Set exercise: Update the rows in the stretch from the line containing "Target: white building" through the line containing "column 371, row 226" by swapping "wooden railing" for "wooden fence" and keeping everything else the same. Give back only those lines.

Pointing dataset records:
## start
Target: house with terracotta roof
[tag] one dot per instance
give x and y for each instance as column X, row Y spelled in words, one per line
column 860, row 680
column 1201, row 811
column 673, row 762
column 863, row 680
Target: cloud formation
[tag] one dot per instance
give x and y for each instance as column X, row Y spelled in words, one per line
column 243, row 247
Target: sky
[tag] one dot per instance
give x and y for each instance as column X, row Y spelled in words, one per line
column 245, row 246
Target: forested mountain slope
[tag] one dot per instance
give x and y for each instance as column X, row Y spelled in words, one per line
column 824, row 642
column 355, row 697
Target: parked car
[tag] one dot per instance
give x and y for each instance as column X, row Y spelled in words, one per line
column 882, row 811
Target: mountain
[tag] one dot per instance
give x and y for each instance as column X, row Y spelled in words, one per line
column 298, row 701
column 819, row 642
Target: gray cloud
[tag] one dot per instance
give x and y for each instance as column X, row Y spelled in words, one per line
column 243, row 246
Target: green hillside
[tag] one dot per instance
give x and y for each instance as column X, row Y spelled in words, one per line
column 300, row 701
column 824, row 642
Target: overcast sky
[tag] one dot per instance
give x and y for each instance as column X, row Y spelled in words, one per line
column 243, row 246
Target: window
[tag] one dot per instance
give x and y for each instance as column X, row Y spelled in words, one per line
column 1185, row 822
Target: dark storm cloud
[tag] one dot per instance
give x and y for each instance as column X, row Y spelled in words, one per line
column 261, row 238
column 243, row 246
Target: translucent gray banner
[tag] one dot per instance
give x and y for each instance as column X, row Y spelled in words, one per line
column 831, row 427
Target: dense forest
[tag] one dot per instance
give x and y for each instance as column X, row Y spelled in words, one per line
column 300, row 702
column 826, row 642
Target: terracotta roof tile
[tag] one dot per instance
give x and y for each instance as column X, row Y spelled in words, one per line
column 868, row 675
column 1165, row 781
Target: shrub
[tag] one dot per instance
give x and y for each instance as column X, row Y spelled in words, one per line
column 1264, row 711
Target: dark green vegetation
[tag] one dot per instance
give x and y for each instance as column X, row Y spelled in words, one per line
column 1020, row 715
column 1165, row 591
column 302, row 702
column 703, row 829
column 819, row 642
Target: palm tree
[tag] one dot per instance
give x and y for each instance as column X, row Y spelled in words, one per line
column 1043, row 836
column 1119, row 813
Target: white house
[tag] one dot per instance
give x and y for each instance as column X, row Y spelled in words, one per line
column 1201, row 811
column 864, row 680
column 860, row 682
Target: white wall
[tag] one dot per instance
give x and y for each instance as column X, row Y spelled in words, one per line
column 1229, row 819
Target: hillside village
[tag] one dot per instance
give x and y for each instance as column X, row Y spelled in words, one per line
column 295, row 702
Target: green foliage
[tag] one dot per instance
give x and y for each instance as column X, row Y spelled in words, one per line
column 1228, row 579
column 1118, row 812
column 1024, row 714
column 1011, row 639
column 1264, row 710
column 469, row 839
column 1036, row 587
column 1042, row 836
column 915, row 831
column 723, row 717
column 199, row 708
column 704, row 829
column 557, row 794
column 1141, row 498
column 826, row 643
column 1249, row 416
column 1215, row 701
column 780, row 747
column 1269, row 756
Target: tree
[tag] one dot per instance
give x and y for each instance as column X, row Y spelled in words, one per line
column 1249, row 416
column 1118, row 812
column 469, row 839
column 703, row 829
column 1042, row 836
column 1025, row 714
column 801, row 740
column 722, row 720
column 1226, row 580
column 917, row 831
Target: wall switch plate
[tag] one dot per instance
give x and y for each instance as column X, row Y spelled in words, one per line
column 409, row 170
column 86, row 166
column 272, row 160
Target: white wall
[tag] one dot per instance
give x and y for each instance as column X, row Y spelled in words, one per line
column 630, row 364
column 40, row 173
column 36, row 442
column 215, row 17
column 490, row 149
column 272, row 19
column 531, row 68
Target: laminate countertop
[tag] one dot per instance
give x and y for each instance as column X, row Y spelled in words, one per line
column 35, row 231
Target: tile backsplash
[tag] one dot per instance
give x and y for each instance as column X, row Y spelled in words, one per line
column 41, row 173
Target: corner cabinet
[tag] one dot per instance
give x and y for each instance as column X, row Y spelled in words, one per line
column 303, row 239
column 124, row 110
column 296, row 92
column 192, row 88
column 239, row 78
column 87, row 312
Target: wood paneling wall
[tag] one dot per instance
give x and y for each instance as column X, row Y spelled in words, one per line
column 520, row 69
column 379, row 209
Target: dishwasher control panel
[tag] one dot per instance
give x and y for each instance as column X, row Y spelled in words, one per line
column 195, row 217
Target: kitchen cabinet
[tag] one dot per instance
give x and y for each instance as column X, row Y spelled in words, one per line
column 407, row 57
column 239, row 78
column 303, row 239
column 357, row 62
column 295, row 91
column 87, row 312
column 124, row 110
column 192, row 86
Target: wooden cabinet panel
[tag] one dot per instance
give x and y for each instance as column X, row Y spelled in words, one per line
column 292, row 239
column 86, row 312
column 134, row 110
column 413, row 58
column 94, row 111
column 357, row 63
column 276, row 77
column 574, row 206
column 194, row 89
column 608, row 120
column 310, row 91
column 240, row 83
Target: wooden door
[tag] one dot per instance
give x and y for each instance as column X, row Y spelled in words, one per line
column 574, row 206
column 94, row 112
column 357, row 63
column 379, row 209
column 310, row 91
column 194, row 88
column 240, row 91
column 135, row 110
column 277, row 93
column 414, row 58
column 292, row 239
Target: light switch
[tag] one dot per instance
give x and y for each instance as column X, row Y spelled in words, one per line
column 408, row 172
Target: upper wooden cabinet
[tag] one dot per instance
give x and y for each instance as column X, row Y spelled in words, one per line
## end
## start
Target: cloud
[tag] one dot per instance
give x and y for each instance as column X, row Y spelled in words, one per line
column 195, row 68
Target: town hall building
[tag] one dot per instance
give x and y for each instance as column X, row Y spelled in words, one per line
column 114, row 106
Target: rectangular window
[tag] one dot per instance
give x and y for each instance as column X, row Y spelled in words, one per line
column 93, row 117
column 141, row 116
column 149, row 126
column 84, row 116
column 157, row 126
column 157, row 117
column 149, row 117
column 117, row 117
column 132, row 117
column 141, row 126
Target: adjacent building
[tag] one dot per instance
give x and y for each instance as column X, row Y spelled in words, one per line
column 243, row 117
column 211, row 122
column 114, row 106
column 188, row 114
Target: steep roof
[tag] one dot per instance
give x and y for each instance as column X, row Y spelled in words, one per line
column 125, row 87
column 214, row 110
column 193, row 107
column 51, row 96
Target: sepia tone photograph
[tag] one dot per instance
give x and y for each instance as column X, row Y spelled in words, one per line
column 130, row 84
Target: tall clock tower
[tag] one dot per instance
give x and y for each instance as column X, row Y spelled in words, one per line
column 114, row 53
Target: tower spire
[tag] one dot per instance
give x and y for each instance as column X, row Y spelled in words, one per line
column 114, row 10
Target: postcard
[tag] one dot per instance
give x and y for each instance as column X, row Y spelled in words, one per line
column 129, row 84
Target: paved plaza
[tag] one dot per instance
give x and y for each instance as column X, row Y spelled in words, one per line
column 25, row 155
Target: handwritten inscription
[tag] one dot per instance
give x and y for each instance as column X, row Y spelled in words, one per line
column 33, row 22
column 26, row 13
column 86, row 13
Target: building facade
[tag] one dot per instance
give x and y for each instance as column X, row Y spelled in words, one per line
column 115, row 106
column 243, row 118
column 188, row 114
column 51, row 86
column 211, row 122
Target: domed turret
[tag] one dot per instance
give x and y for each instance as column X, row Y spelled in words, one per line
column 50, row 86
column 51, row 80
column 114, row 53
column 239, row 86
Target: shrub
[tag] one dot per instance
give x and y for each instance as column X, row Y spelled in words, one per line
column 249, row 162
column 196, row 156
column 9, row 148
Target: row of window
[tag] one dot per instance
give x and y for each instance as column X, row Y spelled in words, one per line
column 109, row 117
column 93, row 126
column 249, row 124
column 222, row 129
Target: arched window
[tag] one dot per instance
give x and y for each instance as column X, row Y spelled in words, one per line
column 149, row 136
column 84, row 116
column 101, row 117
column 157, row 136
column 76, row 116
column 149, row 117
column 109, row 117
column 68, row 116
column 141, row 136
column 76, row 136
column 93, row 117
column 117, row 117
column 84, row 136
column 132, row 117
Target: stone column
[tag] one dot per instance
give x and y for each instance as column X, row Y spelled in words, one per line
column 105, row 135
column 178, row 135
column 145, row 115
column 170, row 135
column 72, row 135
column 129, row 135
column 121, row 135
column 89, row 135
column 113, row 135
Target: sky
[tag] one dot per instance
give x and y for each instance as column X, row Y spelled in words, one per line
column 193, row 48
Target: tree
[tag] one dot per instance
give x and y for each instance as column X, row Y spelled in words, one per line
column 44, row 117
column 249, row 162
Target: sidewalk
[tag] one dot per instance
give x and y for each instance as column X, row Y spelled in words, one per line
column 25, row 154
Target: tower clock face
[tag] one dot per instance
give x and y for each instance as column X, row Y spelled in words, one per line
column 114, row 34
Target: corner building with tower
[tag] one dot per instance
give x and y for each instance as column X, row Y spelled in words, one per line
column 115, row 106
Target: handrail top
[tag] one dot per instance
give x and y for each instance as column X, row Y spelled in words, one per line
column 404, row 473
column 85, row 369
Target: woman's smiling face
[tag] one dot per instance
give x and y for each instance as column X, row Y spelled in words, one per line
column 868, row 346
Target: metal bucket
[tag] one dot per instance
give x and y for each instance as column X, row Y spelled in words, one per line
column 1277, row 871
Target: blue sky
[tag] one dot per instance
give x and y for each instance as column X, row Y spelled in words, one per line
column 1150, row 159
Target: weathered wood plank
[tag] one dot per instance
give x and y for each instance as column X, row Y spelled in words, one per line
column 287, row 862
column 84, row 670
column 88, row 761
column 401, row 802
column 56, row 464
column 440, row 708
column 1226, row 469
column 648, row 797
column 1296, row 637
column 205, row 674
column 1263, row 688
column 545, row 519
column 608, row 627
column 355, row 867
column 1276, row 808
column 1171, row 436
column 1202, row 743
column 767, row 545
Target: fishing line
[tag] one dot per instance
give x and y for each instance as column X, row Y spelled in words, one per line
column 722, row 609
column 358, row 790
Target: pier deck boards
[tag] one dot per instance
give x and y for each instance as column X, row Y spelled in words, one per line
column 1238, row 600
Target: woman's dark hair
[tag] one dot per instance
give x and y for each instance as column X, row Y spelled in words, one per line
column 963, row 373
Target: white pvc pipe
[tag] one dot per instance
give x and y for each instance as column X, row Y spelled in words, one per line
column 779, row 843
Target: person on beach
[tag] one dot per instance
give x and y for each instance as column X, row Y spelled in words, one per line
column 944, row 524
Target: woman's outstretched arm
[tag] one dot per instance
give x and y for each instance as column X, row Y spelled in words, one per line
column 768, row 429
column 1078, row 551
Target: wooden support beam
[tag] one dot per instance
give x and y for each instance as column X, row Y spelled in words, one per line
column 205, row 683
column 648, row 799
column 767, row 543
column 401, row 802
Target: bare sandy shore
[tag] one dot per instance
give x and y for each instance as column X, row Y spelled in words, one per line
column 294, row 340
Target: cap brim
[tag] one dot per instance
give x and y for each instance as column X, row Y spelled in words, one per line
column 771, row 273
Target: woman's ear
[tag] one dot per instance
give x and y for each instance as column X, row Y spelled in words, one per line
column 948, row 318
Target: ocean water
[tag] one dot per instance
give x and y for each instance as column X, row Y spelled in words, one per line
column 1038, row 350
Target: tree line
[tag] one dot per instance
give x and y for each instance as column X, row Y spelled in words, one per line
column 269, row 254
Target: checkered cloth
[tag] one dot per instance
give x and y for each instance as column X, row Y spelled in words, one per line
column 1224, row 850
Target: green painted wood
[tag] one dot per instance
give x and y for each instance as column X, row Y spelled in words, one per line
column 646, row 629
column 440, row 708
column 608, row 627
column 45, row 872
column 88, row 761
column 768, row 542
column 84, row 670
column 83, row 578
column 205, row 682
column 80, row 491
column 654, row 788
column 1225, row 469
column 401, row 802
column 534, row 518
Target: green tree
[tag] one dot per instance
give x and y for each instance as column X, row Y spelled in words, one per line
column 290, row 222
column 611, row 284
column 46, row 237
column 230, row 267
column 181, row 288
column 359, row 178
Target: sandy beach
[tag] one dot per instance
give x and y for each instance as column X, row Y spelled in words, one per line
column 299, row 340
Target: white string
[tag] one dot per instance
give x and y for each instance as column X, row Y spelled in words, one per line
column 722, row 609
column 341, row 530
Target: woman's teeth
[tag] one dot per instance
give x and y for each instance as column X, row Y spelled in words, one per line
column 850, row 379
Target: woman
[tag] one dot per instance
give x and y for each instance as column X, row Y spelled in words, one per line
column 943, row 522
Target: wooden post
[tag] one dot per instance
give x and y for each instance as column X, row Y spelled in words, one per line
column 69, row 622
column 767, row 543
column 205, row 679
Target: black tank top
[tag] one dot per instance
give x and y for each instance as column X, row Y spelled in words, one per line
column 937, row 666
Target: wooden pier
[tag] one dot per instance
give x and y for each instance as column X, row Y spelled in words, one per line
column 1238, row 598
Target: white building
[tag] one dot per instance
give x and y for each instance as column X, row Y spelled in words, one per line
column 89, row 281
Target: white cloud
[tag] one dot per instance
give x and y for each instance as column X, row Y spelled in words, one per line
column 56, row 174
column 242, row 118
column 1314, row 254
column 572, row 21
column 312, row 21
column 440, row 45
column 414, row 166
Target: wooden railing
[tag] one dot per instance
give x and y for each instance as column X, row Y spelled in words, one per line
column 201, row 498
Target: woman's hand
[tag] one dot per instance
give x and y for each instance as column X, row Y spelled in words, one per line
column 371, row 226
## end
The response:
Target: white building
[tag] one dot per instance
give x and y for each instance as column X, row Y spelled in words, one per line
column 89, row 281
Target: white cloud
[tag] one dot per instance
give x and y for each instance as column X, row Y spelled in words, one per line
column 56, row 174
column 242, row 118
column 1314, row 254
column 572, row 21
column 312, row 21
column 440, row 45
column 414, row 166
Target: wooden fence
[tag] one dot per instance
give x and y for each instance as column X, row Y spelled in words, one per line
column 201, row 498
Target: woman's hand
[tag] one dot per instance
give x and y for each instance as column X, row Y spelled in words, one per line
column 371, row 226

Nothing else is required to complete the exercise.